_Aangeleverde tekst:_
--

In de eerste plaats is China de grootste schuldeiser van de VS. In de Chinese kluizen kluizen lag eind 2008 voor een waarde van bijna USD 750 miljard aan Amerikaans schatkistpapier opgestapeld. Het is te begrijpen dat de Chinese overheid zich ongemakkelijk voelt bij de voortdurende waardedaling van de Amerikaanse dollar, dat vooral het gevolg is van het huidige Amerikaanse beleid. Ze ergeren zich terecht ook aan de traditionele Amerikaanse opstelling over de dollar: het is onze muntsoort, maar het is jullie probleem’. De uitlatingen van Zhou zijn niet alleen die van een bezorgde schatkistbewaarder maar zijn ook symptoom van het nog steeds groeiende Chinese zelfbewustzijn. Oké, het is misschien nog te vroeg om de yuan te introduceren als volwaardige internationale reservemunt, maar China is al wel begonnen ervaring op te doen.
Het is doende een beleid uit te stippelen, waardoor de Chinese yuan geleidelijk aan de reserve munteenheid wordt in Zuidoost Azië. De Amerikanen zijn gewaarschuwd. Komend weekeinde zal Geithner proberen om steun te krijgen voor zijn beleid. Dat betekent wereldwijd meer middelen vrijmaken om de economie te stimuleren, maar ook om het toezicht op de financiële sector internationaal te regelen. Zhou en de zijnen zullen van de gelegenheid gebruik willen maken verder te zagen aan de poten van de Amerikaanse dominantie. Van Europa heeft Geithner weinig te verwachten. De Britten steunen weliswaar de Amerikanen, maar ja, het geld is nagenoeg op en meer stimuleren zit er even niet in. Het Continent wil wel een beter toezicht regelen, maar peinst er niet over om verder te stimuleren. Geithner kan nog van een koude kermis thuiskomen!
Het was in ieder geval niet de week van Larry Ellison. Zijn Oracle verraste al een week eerder de financiële markten met beter dan verwachte resultaten. De omzet steeg licht met 2% maar zou gecorrigeerd voor valuta-invloeden op 12% zijn uitgekomen. De winst per aandeel kwam uit op USD 0,35. Kijkend naar de uitkomsten vallen een paar zaken op.

--

Opgeslagen gegevens:
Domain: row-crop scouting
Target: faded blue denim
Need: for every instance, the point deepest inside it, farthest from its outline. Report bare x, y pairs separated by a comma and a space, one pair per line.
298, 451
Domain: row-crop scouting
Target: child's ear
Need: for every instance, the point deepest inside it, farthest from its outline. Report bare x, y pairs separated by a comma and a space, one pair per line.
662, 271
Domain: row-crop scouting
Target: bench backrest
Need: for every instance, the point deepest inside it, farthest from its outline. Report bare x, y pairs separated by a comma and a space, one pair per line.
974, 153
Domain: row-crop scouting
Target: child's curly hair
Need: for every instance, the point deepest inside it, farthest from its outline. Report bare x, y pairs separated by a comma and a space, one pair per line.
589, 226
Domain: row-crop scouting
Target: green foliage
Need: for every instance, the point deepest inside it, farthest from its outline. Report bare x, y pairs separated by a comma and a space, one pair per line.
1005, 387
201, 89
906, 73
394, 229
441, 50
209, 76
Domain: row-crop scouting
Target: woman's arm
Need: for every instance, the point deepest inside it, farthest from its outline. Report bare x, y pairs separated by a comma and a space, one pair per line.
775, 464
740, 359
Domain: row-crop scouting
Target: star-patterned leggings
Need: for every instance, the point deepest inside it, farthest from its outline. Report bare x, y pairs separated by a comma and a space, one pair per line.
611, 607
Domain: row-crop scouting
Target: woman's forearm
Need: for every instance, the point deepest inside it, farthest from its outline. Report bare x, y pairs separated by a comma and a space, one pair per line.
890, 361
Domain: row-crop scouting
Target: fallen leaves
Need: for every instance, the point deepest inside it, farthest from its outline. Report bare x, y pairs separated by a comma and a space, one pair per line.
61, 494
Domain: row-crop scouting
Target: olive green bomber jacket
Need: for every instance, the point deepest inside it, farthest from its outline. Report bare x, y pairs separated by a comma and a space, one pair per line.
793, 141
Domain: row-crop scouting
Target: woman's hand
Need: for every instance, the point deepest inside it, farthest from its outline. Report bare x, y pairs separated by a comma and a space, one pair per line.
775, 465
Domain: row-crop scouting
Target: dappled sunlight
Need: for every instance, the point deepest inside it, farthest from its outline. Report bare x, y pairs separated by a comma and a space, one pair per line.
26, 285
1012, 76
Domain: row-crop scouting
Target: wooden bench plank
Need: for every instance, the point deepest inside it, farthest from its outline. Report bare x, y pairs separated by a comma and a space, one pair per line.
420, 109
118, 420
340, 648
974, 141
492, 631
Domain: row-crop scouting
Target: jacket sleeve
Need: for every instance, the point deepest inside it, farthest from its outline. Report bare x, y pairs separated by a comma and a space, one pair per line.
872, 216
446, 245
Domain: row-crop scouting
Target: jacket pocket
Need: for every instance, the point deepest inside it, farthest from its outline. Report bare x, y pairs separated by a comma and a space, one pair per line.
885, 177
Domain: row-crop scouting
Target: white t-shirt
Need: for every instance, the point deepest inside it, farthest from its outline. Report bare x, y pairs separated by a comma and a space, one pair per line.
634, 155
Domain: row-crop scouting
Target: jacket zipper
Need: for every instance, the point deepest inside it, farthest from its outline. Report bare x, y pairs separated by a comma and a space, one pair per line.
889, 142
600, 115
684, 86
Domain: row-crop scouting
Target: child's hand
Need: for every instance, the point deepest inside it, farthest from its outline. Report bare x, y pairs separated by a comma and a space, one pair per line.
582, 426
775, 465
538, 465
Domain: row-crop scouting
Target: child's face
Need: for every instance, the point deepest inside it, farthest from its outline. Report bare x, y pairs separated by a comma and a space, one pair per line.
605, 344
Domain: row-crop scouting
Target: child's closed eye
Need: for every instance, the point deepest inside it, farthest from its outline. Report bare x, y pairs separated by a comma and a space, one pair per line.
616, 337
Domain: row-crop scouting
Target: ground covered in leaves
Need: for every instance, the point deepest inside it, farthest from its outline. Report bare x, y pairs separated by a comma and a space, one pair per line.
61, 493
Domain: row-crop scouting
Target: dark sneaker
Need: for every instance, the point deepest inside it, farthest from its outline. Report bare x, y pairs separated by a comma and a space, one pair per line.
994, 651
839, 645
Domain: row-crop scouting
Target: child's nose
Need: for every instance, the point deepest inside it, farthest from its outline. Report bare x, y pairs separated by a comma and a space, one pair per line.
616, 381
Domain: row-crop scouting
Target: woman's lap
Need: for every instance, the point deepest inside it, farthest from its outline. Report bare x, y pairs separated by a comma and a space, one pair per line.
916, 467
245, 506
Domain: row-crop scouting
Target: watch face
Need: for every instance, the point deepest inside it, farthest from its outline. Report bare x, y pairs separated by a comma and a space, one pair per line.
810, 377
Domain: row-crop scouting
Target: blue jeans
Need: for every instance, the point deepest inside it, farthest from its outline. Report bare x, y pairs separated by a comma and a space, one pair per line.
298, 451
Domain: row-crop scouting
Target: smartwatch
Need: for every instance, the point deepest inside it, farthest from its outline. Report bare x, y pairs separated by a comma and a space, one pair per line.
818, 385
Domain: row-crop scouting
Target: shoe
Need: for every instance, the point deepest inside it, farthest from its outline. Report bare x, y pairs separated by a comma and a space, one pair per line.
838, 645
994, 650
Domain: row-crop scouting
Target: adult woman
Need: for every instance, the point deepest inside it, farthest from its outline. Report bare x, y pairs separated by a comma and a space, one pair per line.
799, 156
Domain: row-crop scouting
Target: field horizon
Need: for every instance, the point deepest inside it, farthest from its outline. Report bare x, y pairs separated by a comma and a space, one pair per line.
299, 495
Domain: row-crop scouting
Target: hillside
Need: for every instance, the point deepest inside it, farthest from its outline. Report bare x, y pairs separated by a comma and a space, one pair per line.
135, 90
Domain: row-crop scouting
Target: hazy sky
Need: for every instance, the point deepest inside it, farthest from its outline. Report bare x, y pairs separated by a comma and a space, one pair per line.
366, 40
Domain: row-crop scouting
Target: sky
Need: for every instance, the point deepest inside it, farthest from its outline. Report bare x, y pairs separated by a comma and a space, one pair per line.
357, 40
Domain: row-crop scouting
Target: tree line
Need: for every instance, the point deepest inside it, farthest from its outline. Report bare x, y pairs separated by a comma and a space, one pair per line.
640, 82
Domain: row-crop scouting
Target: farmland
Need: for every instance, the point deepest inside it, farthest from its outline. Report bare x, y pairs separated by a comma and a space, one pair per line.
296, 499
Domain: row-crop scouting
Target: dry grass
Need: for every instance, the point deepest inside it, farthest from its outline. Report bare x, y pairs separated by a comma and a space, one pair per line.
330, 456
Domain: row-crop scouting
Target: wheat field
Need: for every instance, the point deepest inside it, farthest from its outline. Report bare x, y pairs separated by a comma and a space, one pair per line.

--

_Opdrachten:_
1. Hoeveel Amerikaans schatkistpapier lag er volgens de aangeleverde tekst eind 2008 in de Chinese kluizen?
2. Schrijf de aangeleverde tekst over China, de dollar en Oracle verder, te beginnen na de laatste zin.

_Uitwerkingen:_
1. Voor een waarde van bijna USD 750 miljard.

2.
In het afgelopen kwartaal had het bedrijf meer last van valutaschommelingen dan van een inzakkende markt. Bij constante valutaverhoudingen zou Ellison zelfs meer softwarelicenties verkocht hebben. Die groei komt volledig op het conto van Europa en dat is niet zo heel vreemd, omdat Oracle hier in de kwartalen daarvoor opvallend zwak gepresteerd had. Dat was waarschijnlijk te wijten aan een langer besluitvormingsproces binnen bedrijven. De VS presteerde zwak en ook dan mag geen verrassing heten. Het prettige voor de belegger in Oracle is dat het bedrijf ondanks moeilijke macro-omstandigheden omzet en winst kan laten groeien. Dat is te danken aan ‘Onderhoud en Ondersteuning’. Deze activiteiten zorgen voor 50% van de omzet en voor meer dan 70% van de winst.
Voor elke dollar die het bedrijf aan software verkoopt genereert het bijna het dubbele in de vorm van ondersteuning en onderhoud. Welk bedrijf zou dat niet willen. Dat is voor hardwareproducent Hewlett Packard ook de reden geweest IT-dienstverlener EDS over te nemen. Om dezelfde reden mogen we enigszins gerustgesteld uitzien naar de cijfers van IBM. Ook Big Blue leunt zwaar op zijn dienstverlening als bron van inkomsten.
Is er dan geen vuiltje aan de lucht voor Oracle. Dat is een brug te ver. Het bedrijf stelt vast, dat de markt moeilijk is en blijft en dat valutaverhoudingen niet gunstig voor het bedrijf uitpakken. Daar komt nog iets bij: ongeveer 40% van de omzet van Oracle komt uit Europa en volgens sommigen moeten de problemen hier nog beginnen.
Cor Wijtvliet,onafhankelijk analist en publicist
corwijtvliet@dekritischebelegger.nl
Het was in ieder geval niet de week van Larry Ellison. Zijn Oracle verraste al een week eerder de financiële markten met beter dan verwachte resultaten.
Vanaf dat stukje sluit de column naar mijn mening niet aan bij wat er bovenstaand genoemd is?